*** Opening Excerpted data ***

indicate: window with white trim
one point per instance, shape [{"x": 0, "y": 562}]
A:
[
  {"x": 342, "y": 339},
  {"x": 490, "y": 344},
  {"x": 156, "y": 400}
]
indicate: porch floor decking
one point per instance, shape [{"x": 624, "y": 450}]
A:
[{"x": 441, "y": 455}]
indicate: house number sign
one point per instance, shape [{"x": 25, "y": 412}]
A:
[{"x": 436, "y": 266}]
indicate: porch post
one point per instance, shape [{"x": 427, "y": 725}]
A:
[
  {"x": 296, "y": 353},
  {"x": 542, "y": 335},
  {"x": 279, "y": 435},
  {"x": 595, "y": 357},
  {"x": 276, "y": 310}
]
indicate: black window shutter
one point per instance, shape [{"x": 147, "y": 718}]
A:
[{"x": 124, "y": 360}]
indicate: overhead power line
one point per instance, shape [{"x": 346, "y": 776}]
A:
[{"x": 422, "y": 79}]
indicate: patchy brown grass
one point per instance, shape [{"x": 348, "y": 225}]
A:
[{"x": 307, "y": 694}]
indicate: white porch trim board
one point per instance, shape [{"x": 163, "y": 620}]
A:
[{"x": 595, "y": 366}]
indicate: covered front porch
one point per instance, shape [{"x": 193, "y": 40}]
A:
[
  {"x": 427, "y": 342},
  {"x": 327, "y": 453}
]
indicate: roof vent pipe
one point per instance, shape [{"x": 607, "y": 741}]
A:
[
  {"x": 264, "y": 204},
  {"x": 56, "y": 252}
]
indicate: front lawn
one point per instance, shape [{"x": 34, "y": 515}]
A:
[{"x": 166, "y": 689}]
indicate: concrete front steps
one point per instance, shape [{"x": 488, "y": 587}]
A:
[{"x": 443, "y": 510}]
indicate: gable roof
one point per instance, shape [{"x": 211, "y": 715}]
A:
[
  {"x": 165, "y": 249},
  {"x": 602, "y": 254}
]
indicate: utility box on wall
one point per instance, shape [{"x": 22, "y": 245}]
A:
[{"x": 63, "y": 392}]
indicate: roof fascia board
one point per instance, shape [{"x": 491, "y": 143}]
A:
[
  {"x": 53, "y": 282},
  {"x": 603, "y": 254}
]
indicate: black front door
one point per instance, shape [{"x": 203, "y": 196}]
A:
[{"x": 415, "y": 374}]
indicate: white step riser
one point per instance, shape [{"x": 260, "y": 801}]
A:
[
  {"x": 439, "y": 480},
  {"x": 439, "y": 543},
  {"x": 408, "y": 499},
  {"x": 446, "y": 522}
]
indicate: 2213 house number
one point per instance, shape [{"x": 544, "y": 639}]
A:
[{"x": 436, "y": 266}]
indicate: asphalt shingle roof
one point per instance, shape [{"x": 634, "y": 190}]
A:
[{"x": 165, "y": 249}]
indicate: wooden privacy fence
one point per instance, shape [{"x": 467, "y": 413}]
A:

*** Closing Excerpted data ***

What you will do: All of the data, start to finish: please output it exactly.

Answer box:
indicate: window with white trim
one point per instance, shape [{"x": 0, "y": 562}]
A:
[
  {"x": 342, "y": 339},
  {"x": 490, "y": 344},
  {"x": 156, "y": 400}
]
indicate: porch floor decking
one point per instance, shape [{"x": 624, "y": 450}]
A:
[{"x": 441, "y": 455}]
indicate: house number sign
one point per instance, shape [{"x": 25, "y": 412}]
A:
[{"x": 436, "y": 266}]
indicate: porch post
one point per instance, shape [{"x": 427, "y": 725}]
A:
[
  {"x": 296, "y": 353},
  {"x": 542, "y": 335},
  {"x": 279, "y": 435},
  {"x": 595, "y": 357},
  {"x": 276, "y": 310}
]
indicate: black window shutter
one point per instance, shape [{"x": 147, "y": 718}]
A:
[{"x": 124, "y": 360}]
indicate: overhead power line
one point per instance, shape [{"x": 346, "y": 776}]
A:
[{"x": 422, "y": 79}]
indicate: patchy brown grass
one point per instance, shape [{"x": 348, "y": 225}]
A:
[{"x": 307, "y": 694}]
indicate: white porch trim board
one point per instance, shape [{"x": 163, "y": 620}]
A:
[{"x": 595, "y": 366}]
indicate: covered front porch
one point per instance, shape [{"x": 193, "y": 40}]
A:
[
  {"x": 427, "y": 342},
  {"x": 327, "y": 453}
]
indicate: roof vent pipe
one point per instance, shape [{"x": 607, "y": 741}]
A:
[
  {"x": 264, "y": 204},
  {"x": 56, "y": 252}
]
indicate: front lawn
one point per instance, shape [{"x": 34, "y": 515}]
A:
[{"x": 166, "y": 689}]
indicate: concrete front steps
one point per instance, shape [{"x": 488, "y": 587}]
A:
[{"x": 443, "y": 510}]
indicate: gable roof
one point per instance, shape [{"x": 211, "y": 715}]
A:
[
  {"x": 165, "y": 249},
  {"x": 602, "y": 254}
]
indicate: utility box on wall
one point per instance, shape [{"x": 22, "y": 245}]
A:
[{"x": 63, "y": 392}]
indicate: roof fascia board
one point per instance, shape [{"x": 491, "y": 143}]
A:
[
  {"x": 53, "y": 282},
  {"x": 603, "y": 254}
]
indicate: black front door
one point per instance, shape [{"x": 203, "y": 196}]
A:
[{"x": 415, "y": 374}]
indicate: white step riser
one point per instance, shape [{"x": 260, "y": 801}]
A:
[
  {"x": 439, "y": 480},
  {"x": 439, "y": 543},
  {"x": 408, "y": 499},
  {"x": 446, "y": 522}
]
indicate: 2213 house number
one point per instance, shape [{"x": 544, "y": 639}]
A:
[{"x": 436, "y": 266}]
indicate: asphalt shingle roof
one point per instance, shape [{"x": 634, "y": 190}]
A:
[{"x": 165, "y": 249}]
indicate: wooden privacy fence
one point per instance, shape [{"x": 467, "y": 413}]
A:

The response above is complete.